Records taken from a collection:
BEGIN
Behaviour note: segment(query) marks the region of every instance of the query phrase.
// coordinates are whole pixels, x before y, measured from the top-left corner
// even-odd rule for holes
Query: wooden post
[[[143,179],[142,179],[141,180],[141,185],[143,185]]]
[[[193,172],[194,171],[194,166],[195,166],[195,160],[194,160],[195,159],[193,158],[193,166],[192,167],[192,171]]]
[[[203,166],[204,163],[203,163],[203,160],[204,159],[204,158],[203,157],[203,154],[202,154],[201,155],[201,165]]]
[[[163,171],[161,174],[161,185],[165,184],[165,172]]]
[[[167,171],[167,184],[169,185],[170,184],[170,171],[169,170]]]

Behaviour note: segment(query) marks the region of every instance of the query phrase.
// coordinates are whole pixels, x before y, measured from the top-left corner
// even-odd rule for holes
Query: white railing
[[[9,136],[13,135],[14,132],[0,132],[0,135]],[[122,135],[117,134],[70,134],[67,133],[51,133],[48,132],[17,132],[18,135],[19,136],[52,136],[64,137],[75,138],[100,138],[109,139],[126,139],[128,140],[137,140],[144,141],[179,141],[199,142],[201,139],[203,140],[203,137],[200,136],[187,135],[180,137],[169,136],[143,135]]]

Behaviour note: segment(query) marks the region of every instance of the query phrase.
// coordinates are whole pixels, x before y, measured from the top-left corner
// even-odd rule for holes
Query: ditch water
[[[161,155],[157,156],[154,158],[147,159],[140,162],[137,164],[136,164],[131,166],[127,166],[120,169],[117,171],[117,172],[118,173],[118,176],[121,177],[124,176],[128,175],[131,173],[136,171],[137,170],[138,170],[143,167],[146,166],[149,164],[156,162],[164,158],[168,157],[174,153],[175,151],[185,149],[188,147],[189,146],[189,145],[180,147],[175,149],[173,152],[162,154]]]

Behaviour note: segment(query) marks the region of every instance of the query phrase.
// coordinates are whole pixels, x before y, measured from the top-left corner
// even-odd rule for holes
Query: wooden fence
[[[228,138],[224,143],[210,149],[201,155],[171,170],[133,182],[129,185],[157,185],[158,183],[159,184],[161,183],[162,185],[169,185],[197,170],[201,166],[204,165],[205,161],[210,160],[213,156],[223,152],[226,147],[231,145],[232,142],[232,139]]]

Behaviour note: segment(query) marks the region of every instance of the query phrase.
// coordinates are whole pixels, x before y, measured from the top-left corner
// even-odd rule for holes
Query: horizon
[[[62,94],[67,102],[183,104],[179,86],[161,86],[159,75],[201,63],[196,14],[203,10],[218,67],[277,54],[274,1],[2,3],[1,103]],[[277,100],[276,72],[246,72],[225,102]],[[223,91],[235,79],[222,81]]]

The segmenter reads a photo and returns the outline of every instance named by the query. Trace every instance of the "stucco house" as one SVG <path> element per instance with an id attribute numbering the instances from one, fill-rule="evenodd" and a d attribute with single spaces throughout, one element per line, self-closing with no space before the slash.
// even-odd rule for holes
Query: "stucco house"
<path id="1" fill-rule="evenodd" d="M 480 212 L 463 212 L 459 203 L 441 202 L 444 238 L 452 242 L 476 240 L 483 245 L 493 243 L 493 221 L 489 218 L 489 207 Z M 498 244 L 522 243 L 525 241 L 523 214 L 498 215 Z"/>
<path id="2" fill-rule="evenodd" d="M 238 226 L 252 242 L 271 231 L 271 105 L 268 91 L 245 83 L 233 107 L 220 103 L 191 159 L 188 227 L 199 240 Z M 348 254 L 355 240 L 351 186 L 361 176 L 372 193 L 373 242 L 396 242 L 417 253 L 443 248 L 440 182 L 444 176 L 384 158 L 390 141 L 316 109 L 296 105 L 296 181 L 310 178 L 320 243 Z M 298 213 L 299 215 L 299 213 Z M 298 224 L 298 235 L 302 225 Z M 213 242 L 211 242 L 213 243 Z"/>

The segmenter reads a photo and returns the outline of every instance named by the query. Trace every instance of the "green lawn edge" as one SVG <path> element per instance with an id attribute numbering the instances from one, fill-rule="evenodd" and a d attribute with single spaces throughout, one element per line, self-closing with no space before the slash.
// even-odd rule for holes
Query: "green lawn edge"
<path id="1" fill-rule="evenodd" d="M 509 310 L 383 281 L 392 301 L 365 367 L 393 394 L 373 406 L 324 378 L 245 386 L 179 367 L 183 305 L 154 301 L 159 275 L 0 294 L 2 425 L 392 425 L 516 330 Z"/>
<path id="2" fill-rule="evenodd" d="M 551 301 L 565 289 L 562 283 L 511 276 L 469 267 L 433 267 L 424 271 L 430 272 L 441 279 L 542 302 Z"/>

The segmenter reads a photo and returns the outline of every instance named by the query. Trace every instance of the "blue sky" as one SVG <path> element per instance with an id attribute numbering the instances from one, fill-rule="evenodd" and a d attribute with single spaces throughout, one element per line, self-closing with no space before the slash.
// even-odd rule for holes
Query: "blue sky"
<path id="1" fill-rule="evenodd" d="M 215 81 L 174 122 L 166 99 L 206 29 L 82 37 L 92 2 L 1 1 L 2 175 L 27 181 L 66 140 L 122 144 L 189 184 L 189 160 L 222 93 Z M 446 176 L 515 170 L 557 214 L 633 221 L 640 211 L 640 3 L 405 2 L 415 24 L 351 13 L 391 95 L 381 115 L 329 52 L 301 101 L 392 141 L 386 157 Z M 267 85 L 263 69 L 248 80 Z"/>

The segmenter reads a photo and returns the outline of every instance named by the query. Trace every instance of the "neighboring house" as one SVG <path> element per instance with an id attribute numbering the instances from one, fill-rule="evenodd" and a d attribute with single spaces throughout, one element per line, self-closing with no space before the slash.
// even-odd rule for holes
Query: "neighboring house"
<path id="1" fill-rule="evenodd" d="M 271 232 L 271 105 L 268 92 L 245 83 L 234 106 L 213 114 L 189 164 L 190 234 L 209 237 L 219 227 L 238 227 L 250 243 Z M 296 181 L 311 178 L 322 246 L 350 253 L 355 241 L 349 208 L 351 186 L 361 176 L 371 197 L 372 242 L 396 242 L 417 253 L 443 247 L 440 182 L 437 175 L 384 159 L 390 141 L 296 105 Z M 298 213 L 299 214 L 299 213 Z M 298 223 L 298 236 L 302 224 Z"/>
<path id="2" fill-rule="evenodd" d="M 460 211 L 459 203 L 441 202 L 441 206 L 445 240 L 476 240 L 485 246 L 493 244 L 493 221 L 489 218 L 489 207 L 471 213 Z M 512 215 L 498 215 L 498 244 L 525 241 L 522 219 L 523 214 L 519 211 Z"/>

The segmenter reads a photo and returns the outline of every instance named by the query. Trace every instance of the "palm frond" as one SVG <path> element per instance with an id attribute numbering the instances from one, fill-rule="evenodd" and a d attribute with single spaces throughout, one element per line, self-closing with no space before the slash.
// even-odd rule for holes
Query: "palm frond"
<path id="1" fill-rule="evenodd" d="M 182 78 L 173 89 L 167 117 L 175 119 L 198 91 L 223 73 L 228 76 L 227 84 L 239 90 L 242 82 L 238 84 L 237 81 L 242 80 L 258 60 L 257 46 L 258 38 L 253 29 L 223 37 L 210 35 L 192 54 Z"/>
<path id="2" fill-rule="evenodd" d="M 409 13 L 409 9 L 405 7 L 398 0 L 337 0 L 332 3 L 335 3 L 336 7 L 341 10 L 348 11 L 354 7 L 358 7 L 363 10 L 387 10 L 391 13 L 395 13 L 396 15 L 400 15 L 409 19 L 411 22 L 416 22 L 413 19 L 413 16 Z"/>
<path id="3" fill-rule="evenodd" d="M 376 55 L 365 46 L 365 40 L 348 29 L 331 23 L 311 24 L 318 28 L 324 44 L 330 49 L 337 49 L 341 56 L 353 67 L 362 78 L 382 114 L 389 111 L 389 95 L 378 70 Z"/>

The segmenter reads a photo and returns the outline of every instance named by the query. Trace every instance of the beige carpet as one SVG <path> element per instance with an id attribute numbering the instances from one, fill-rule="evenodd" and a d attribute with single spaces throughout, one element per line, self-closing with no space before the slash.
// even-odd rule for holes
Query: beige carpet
END
● **Exercise brief**
Can you edit the records from the very start through the line containing "[[[143,179],[142,179],[141,180],[141,185],[143,185]]]", replacing "wooden post" with "timber post" and leaving everything else unchanged?

● **Task result**
Behaviour note: segment(query) marks the region of every instance of the query phrase.
// coordinates are whole pixels, x before y, measured from the top-left corner
// even-odd rule for holes
Query: timber post
[[[143,179],[142,179],[141,180],[141,185],[143,185]]]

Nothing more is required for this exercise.